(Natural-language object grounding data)
═══

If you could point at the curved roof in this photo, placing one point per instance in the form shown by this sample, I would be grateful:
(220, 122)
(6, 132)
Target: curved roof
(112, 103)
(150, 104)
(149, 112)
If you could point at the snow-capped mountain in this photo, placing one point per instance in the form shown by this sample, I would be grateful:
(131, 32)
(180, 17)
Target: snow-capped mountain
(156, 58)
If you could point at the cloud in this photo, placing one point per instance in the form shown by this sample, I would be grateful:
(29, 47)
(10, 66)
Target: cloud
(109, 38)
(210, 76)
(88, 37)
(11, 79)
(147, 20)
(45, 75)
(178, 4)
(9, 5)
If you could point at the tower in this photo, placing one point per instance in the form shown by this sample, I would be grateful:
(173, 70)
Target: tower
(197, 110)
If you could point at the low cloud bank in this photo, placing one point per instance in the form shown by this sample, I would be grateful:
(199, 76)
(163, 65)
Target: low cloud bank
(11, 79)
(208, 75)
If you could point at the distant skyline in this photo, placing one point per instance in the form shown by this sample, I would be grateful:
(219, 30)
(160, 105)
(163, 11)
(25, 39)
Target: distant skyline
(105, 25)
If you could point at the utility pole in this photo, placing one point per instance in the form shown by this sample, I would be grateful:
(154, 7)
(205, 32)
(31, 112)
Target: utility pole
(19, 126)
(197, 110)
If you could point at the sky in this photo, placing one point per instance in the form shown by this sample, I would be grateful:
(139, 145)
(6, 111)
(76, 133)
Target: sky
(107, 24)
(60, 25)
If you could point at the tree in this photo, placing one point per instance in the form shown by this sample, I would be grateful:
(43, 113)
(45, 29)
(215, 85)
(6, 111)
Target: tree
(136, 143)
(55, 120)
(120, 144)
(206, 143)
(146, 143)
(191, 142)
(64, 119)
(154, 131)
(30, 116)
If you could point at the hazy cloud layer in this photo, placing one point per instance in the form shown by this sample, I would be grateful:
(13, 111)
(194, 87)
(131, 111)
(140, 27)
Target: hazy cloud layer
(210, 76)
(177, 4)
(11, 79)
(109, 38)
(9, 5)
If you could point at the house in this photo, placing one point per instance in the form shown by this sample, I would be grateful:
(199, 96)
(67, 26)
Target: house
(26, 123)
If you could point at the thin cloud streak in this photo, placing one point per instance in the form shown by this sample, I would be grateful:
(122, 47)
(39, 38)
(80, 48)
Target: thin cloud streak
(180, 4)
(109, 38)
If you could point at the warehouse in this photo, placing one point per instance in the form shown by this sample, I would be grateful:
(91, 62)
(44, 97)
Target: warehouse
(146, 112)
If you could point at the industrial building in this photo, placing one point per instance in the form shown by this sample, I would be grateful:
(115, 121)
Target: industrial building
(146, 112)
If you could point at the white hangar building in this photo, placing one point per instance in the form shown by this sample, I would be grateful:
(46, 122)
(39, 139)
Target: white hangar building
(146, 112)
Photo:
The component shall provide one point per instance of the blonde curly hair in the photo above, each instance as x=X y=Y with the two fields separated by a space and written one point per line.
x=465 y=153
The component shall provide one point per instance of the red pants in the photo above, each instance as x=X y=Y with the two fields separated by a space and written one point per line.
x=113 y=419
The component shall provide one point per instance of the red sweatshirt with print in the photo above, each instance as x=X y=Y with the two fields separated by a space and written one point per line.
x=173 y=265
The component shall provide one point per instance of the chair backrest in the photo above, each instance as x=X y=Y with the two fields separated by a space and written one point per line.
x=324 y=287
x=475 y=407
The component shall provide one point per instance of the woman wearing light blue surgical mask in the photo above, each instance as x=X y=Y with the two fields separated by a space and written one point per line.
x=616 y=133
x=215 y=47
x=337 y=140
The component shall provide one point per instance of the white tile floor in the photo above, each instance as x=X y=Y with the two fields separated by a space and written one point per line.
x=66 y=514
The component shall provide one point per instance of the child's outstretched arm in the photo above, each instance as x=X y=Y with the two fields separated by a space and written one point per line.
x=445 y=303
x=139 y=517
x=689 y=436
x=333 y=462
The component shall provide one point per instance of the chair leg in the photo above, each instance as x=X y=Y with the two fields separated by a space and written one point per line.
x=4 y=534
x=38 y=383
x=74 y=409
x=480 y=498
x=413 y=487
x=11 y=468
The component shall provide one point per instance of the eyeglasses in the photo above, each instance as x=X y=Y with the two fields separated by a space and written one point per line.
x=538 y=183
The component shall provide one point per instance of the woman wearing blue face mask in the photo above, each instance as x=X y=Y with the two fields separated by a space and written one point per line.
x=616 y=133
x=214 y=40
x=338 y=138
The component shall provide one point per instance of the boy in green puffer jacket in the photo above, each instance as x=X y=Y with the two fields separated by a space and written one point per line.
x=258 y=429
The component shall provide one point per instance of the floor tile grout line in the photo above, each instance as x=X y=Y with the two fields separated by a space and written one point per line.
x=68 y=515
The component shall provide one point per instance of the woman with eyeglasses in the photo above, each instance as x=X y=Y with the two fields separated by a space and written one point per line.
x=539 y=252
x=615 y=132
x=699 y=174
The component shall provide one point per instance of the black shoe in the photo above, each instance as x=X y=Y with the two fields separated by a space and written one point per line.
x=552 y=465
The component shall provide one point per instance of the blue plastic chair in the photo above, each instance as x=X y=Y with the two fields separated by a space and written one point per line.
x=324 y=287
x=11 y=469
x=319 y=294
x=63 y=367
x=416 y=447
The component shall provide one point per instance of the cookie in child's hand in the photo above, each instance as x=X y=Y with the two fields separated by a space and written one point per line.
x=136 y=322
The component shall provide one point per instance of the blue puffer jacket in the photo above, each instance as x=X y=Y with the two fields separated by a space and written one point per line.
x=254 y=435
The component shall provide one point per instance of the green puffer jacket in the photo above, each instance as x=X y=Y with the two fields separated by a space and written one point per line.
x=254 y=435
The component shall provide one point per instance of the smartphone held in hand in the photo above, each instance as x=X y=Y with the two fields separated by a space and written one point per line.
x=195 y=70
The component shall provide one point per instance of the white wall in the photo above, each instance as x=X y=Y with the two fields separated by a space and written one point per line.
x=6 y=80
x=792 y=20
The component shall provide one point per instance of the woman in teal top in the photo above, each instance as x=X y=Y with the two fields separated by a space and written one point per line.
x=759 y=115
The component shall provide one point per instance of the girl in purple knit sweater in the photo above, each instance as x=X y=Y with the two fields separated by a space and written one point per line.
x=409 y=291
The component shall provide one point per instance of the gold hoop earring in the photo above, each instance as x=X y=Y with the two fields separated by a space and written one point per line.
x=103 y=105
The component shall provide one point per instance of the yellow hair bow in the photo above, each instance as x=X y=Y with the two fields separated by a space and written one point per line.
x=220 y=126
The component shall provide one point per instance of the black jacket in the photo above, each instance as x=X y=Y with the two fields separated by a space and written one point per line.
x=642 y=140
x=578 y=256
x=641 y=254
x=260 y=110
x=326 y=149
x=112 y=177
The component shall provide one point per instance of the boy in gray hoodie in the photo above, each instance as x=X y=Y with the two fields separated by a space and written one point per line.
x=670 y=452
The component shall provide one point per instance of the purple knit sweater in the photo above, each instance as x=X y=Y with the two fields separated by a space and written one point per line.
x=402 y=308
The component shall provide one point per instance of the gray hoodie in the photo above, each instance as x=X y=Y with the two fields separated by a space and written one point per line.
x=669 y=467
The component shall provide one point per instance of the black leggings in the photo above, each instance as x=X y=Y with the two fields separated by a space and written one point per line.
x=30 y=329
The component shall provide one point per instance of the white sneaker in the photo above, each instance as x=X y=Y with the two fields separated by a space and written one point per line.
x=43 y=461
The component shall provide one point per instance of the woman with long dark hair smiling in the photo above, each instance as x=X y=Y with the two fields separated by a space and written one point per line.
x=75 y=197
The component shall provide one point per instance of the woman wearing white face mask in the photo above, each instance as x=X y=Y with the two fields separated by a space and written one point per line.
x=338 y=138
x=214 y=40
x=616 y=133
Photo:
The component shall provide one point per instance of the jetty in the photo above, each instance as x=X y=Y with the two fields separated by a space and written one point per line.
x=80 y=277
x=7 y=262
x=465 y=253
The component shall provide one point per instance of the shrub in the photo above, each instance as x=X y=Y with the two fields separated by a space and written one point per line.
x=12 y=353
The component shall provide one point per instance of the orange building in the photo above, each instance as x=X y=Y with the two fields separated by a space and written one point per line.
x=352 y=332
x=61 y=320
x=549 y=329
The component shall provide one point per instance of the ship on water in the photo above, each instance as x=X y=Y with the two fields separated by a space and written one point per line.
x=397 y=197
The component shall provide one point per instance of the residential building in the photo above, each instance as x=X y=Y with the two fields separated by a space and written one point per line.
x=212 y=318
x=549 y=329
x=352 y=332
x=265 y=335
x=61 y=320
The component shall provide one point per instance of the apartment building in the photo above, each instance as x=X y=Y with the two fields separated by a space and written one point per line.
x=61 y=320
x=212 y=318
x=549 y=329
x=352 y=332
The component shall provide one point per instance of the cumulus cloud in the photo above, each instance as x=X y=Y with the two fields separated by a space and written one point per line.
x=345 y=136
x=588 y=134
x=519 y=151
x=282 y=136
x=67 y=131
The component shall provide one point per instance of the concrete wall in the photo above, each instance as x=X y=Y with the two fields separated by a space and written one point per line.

═══

[ASSIGNMENT]
In the data above, start at the line that has "Target: snow-capped mountain", stop after the line that has "If you could point at the distant", and print every line in between exactly as it stands.

[ANSWER TO THIS PROBLEM]
Target: snow-capped mountain
(156, 58)
If you could point at the cloud in this photo, placing one point per instance in the form shown by this sample, I would be grateful:
(29, 47)
(10, 66)
Target: cloud
(109, 38)
(210, 76)
(88, 37)
(11, 79)
(147, 20)
(45, 75)
(178, 4)
(9, 5)
If you could point at the tower in this photo, placing one point per instance in the form shown by this sample, I would be grateful:
(173, 70)
Target: tower
(197, 110)
If you could point at the low cloud bank in this photo, placing one point per instance in the form shown by this sample, I would be grateful:
(199, 76)
(163, 65)
Target: low cloud bank
(11, 79)
(208, 75)
If you could point at the distant skyline in this photo, placing one point per instance in the form shown by this sample, I would be grateful:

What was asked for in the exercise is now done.